## [Requirement]
Pick every line from the data that holds the word "instance".

## [Data excerpts]
::::
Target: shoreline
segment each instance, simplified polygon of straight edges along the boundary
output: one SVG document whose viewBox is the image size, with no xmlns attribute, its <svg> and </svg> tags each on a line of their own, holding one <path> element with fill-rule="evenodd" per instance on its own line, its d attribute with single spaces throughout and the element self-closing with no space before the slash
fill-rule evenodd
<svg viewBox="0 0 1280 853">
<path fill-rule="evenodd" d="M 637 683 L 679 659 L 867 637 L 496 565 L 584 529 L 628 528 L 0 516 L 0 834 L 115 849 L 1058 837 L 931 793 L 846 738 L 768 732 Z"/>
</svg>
::::
## [Result of the exercise]
segment each instance, simplified polygon of straight edges along the boundary
output: one SVG document whose viewBox is the image size, with no xmlns attribute, its <svg> and </svg> tags each on a line of their own, holding one <path> element with fill-rule="evenodd" per instance on its own line, its d attribute with single spaces throughout and the element self-closing with no space before the slash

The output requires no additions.